Go through the listing and write out all of it exactly.

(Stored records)

= = = = =

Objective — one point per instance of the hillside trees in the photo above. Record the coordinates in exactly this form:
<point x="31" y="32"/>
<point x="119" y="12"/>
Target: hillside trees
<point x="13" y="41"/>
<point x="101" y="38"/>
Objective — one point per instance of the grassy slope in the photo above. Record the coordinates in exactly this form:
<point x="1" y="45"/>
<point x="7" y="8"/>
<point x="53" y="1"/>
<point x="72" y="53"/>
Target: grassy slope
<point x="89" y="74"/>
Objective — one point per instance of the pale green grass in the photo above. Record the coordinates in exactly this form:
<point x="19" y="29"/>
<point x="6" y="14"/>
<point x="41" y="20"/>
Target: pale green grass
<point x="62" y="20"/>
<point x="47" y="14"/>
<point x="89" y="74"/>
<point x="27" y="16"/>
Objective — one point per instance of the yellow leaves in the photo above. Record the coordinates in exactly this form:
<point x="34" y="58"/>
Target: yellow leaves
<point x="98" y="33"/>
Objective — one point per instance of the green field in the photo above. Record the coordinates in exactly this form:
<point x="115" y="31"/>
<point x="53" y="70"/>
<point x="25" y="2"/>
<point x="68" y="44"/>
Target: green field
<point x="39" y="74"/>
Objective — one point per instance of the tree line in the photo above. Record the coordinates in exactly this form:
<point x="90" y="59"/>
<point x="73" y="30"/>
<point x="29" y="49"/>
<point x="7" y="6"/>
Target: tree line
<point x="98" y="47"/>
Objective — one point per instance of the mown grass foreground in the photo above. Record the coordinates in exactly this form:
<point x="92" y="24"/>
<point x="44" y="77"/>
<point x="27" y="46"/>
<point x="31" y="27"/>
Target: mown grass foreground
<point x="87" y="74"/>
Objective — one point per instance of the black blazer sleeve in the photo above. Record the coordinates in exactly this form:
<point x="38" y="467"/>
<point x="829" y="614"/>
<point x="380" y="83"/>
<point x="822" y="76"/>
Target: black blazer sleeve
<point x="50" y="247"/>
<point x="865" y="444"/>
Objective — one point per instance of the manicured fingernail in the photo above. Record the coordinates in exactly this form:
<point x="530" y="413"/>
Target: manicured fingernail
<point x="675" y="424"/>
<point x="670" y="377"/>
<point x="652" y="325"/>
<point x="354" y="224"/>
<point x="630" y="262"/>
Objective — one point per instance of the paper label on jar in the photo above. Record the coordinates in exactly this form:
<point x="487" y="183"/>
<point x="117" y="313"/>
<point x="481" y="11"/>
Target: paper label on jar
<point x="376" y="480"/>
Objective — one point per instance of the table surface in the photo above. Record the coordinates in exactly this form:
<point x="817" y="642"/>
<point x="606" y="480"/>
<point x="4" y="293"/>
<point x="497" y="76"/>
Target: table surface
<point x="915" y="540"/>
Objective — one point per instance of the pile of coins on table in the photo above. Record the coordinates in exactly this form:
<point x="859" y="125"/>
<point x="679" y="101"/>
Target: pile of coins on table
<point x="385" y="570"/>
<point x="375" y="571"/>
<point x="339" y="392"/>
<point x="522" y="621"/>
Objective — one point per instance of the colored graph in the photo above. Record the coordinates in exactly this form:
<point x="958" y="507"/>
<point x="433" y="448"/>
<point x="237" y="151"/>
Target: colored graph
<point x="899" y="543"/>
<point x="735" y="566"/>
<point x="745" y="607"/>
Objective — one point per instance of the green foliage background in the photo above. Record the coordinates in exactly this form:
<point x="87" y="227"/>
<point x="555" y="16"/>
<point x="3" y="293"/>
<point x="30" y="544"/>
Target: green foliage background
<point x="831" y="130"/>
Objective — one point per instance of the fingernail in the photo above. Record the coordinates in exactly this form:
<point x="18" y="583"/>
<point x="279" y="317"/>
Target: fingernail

= = = = =

| Solution to this task |
Objective — one point per instance of the hillside trees in the photo above. Record the coordinates in exactly this form:
<point x="31" y="32"/>
<point x="119" y="12"/>
Target: hillside trees
<point x="13" y="41"/>
<point x="101" y="38"/>
Objective — one point per instance of the grassy slope in the photo above. Record the coordinates in exactly this form:
<point x="1" y="45"/>
<point x="7" y="8"/>
<point x="53" y="1"/>
<point x="72" y="53"/>
Target: grassy slope
<point x="89" y="74"/>
Objective — one point per instance of the pale green grass in the photo above. Record the coordinates in exactly this form:
<point x="19" y="29"/>
<point x="6" y="14"/>
<point x="41" y="20"/>
Target: pale green grass
<point x="62" y="20"/>
<point x="47" y="14"/>
<point x="89" y="74"/>
<point x="27" y="16"/>
Objective — one point per instance of the yellow leaves in the photo above. Record the coordinates in exactly this form:
<point x="34" y="58"/>
Target: yellow leaves
<point x="98" y="33"/>
Objective — one point per instance of the green field in the photo above. Record the coordinates in exactly this form:
<point x="115" y="31"/>
<point x="53" y="70"/>
<point x="25" y="2"/>
<point x="68" y="44"/>
Target: green field
<point x="39" y="74"/>
Objective — one point per instance of the tree line in the photo above. Record the coordinates in exactly this form:
<point x="90" y="59"/>
<point x="73" y="30"/>
<point x="29" y="49"/>
<point x="7" y="6"/>
Target: tree line
<point x="98" y="47"/>
Objective — one point per instance of the mown grass foreground in the photo above. Record the coordinates in exactly this form:
<point x="92" y="24"/>
<point x="44" y="77"/>
<point x="27" y="46"/>
<point x="31" y="27"/>
Target: mown grass foreground
<point x="87" y="74"/>
Objective — one point per instance of the black blazer sleeve in the photo above. Record the coordinates in exactly this form:
<point x="38" y="467"/>
<point x="829" y="614"/>
<point x="380" y="83"/>
<point x="822" y="76"/>
Target: black blazer sleeve
<point x="50" y="247"/>
<point x="865" y="444"/>
Objective — one point per instance of the manicured fingernail in the photo above. Record the coordinates in exactly this form:
<point x="530" y="413"/>
Target: manicured fingernail
<point x="675" y="424"/>
<point x="670" y="377"/>
<point x="652" y="325"/>
<point x="354" y="224"/>
<point x="630" y="262"/>
Objective — one point per instance of the paper label on jar in the photo above. Record the coordinates in exactly this form:
<point x="487" y="183"/>
<point x="117" y="313"/>
<point x="481" y="11"/>
Target: paper label on jar
<point x="376" y="480"/>
Objective — one point per instance of the table surface in the photo above. Record the coordinates in exactly this form:
<point x="817" y="642"/>
<point x="606" y="480"/>
<point x="4" y="293"/>
<point x="497" y="76"/>
Target: table surface
<point x="915" y="540"/>
Objective — one point per instance of the pile of coins on table in the photo above. Record the coordinates in exactly this form:
<point x="859" y="125"/>
<point x="679" y="101"/>
Target: pile of coins on table
<point x="385" y="570"/>
<point x="375" y="571"/>
<point x="339" y="392"/>
<point x="522" y="621"/>
Objective — one point per instance of the colored graph in the photo above. Record the coordinates in exactly this form:
<point x="958" y="507"/>
<point x="433" y="448"/>
<point x="237" y="151"/>
Target: colored graph
<point x="899" y="543"/>
<point x="735" y="566"/>
<point x="745" y="607"/>
Objective — one point per instance of the green foliage background in the photo above. Record the coordinates in exactly this form:
<point x="87" y="227"/>
<point x="555" y="16"/>
<point x="3" y="293"/>
<point x="30" y="544"/>
Target: green foliage background
<point x="831" y="130"/>
Objective — one point per instance of the fingernail in the photo above. Record the coordinates in exactly this form:
<point x="18" y="583"/>
<point x="279" y="317"/>
Target: fingernail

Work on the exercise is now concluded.